Text excerpt —
Remember to replace your compression socks every 3 to 6 months or when they show signs of wear and tear. These signs could be holes, fraying, or a noticeable loss of elasticity. 

You’re investing in your health and comfort by properly wearing and caring for your compression socks. They’re more than just socks—they’re a tool for better leg health and worth the extra care. 

Summary

Compression socks are a critical tool for managing circulation issues, offering significant benefits for individuals, particularly older adults dealing with poor circulation, swelling, and the risk of blood clots. These specialized socks enhance blood flow and ease discomfort. They are applicable not only for various medical conditions such as venous insufficiency, deep vein thrombosis, and diabetic neuropathy but also for lifestyle situations like prolonged sitting, standing, and athletic activities. The selection process of compression socks involves choosing the correct type, size, and pressure level according to the individual’s specific needs and medical conditions, highlighting the importance of consulting with healthcare providers. Proper usage, including how to wear and care for these socks, ensures their effectiveness and longevity, making them more than just a piece of clothing but a significant investment in one’s health and well-being.

Source records:

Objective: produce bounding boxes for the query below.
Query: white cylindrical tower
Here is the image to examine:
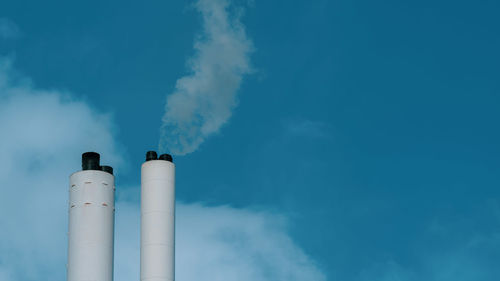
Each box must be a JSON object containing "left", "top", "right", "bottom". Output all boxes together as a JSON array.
[
  {"left": 141, "top": 151, "right": 175, "bottom": 281},
  {"left": 67, "top": 152, "right": 115, "bottom": 281}
]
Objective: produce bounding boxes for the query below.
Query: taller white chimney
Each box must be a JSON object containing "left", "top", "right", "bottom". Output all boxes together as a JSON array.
[
  {"left": 141, "top": 151, "right": 175, "bottom": 281},
  {"left": 67, "top": 152, "right": 115, "bottom": 281}
]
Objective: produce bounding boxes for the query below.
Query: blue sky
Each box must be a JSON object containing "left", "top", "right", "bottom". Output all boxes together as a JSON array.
[{"left": 0, "top": 0, "right": 500, "bottom": 281}]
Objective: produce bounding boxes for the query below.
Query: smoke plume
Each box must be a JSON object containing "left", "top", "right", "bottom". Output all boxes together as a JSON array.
[{"left": 159, "top": 0, "right": 253, "bottom": 155}]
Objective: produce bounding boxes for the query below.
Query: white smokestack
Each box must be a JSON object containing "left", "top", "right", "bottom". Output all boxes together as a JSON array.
[
  {"left": 67, "top": 152, "right": 115, "bottom": 281},
  {"left": 141, "top": 151, "right": 175, "bottom": 281}
]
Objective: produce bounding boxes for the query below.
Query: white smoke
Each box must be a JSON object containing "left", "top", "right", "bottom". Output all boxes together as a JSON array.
[
  {"left": 159, "top": 0, "right": 253, "bottom": 155},
  {"left": 0, "top": 58, "right": 326, "bottom": 281}
]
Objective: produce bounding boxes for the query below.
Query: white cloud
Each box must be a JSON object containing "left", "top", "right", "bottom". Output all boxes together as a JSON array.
[
  {"left": 0, "top": 59, "right": 120, "bottom": 280},
  {"left": 160, "top": 0, "right": 253, "bottom": 155},
  {"left": 0, "top": 59, "right": 325, "bottom": 281},
  {"left": 0, "top": 18, "right": 21, "bottom": 39},
  {"left": 115, "top": 202, "right": 326, "bottom": 281}
]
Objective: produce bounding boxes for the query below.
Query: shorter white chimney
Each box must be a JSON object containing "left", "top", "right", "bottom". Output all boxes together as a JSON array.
[{"left": 67, "top": 152, "right": 115, "bottom": 281}]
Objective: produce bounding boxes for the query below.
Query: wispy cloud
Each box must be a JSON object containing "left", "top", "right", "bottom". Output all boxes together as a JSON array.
[
  {"left": 116, "top": 202, "right": 326, "bottom": 281},
  {"left": 0, "top": 18, "right": 21, "bottom": 39},
  {"left": 0, "top": 59, "right": 326, "bottom": 281},
  {"left": 159, "top": 0, "right": 253, "bottom": 155}
]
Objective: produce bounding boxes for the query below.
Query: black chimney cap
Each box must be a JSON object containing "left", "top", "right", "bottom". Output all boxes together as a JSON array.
[
  {"left": 160, "top": 153, "right": 173, "bottom": 162},
  {"left": 146, "top": 151, "right": 158, "bottom": 161},
  {"left": 82, "top": 152, "right": 100, "bottom": 171},
  {"left": 101, "top": 166, "right": 113, "bottom": 174}
]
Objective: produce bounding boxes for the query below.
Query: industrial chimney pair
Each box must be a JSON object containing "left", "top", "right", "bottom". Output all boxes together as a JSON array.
[{"left": 67, "top": 151, "right": 175, "bottom": 281}]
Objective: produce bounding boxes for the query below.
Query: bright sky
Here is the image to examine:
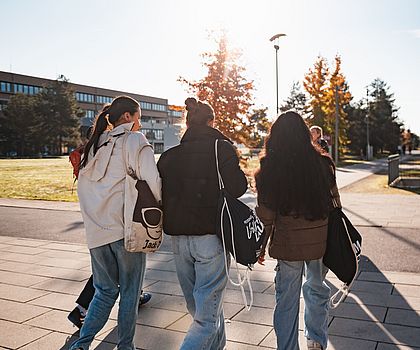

What you should do —
Continue the compression socks text from the end of its summary paragraph.

Response area —
Key Takeaways

Here are some of the most essential points to remember about compression socks:

  • Compression socks are specialized garments designed to enhance blood flow from the legs to the heart, effectively reducing swelling and discomfort, particularly for older adults experiencing poor circulation.
  • These socks offer multiple benefits, including reducing swelling, preventing blood clots like deep vein thrombosis (DVT), and alleviating varicose or spider vein pain.
  • They are useful for various conditions, including venous insufficiency, lymphedema, orthostatic hypotension, and diabetic neuropathy.
  • Compression socks also have applications in everyday life, proving beneficial for individuals with jobs requiring prolonged sitting or standing, athletes, pregnant women, and those in postpartum recovery.
  • Selecting the correct type, size, and pressure level of compression socks is crucial, depending on individual needs and medical conditions. Choices include graduated, anti-embolism, or non-medical support hosiery.
  • Proper use and care of compression socks are essential for maintaining their effectiveness and longevity. This includes correct methods for wearing, removing, and washing the socks to ensure they continue to provide the desired benefits.
  • Compression socks can be integrated into daily routines with a range of styles and colors available, underscoring the importance of consulting with healthcare providers to determine the best option for one’s health and wellness regimen.

References

  1. Compression Stockings. Medline Plus.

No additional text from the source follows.